*PROMPT*.
Can you rewrite the stretch of the AI image generation post from "Behind the Scenes: AI" through "idea behind them.", replacing "groundwork" with "foundation"?

----- EXCERPTED PASSAGE -----

Behind the Scenes: AI Image Generation

In this post we are going to take a look at how image generation models work and their evolution.

Pre-VAE and GAN Era

There were several approaches to image generations before VAE and GANs. While they were able to lay the groundwork for VAE and GANs, they lacked scalability and quality of VAE or GAN generated images. Here we quickly review some of the approaches and the key idea behind them.

Principal Component Analysis(PCA): PCA can be used in generative scenarios. One could sample from the the original components and then reconstruct the approximate input. $x = Wz + \mu$ where $z \sim \mathcal{N}(0, I)$. In order to generate new images, one could sample from the latent space and then transform it into the data space. This approach is very fast, however, it has a very poor sample diversity. [1]
Independent Component Analysis(ICA): ICA is similar to PCA but it enforces sparsity or independence in latent space. Like PCA, one would sample from the latent space $x = Wz$ and then reconstruct the approximate input. It encourages features like edge detector, however, it acts like a fixed dictionary and has no learned decoder. [2]
Classical Autoencoders: $ x \rightarrow z \rightarrow \hat{x} $ where $z$ is a latent variable and $\hat{x}$ is the reconstructed input. Neural networks are utilized in order to reconstruct the input. The downside of this approach is that you cannot reliably sample random points. There is no real generative process. [3]
Restricted Boltzman Machines(RBM) and Deep Belief Networks(DBN): Both of them relied on energy-based models. They could be considered true early generative models. They are able to generate images, however, they are not able to generate high quality images. Their main limitations were both sampling and training time was very slow. [4,5,6]

Introduced in 2013, Variational Autoencoders(VAEs) [7] combines ideas from probability and neural networks. Here are the key ideas introduced in this paper:

They assume that the data is generated from latent variables and use probabilistic framework in order to train neural encoder and decoder.

----- DATASET -----

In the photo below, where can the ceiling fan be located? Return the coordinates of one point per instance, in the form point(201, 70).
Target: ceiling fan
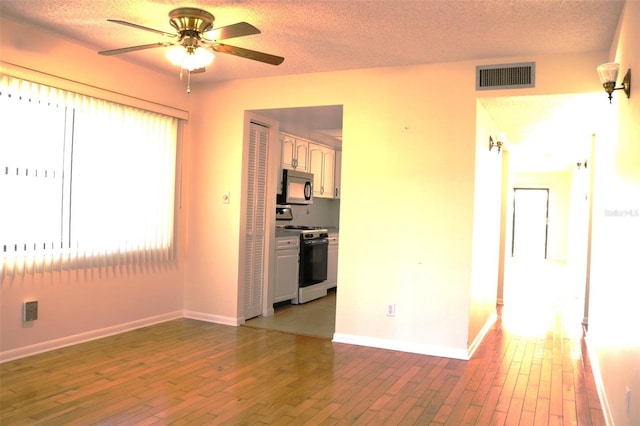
point(193, 46)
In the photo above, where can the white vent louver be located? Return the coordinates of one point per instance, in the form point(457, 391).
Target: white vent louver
point(505, 76)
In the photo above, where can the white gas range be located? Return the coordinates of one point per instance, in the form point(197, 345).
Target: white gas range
point(312, 267)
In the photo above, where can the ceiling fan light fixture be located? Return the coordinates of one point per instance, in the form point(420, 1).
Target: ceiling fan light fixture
point(190, 58)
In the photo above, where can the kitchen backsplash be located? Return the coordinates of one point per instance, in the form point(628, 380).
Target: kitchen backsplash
point(323, 212)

-----

*FULL RESPONSE*.
Behind the Scenes: AI Image Generation

In this post we are going to take a look at how image generation models work and their evolution.

Pre-VAE and GAN Era

There were several approaches to image generations before VAE and GANs. While they were able to lay the foundation for VAE and GANs, they lacked scalability and quality of VAE or GAN generated images. Here we quickly review some of the approaches and the key idea behind them.